▶ _EXERCISE_
Output the data once more, exactly as given.

----------------------------------------

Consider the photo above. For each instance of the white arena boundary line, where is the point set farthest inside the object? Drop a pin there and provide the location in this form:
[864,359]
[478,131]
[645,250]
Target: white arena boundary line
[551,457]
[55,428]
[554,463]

----------------------------------------

▶ _OUTPUT FOR THIS EXERCISE_
Consider the photo above. For each instance of the white arena boundary line, where is the point set farthest inside the object? Drop a pin there and provide the location in this form:
[864,359]
[478,131]
[645,250]
Target: white arena boundary line
[551,457]
[55,428]
[554,463]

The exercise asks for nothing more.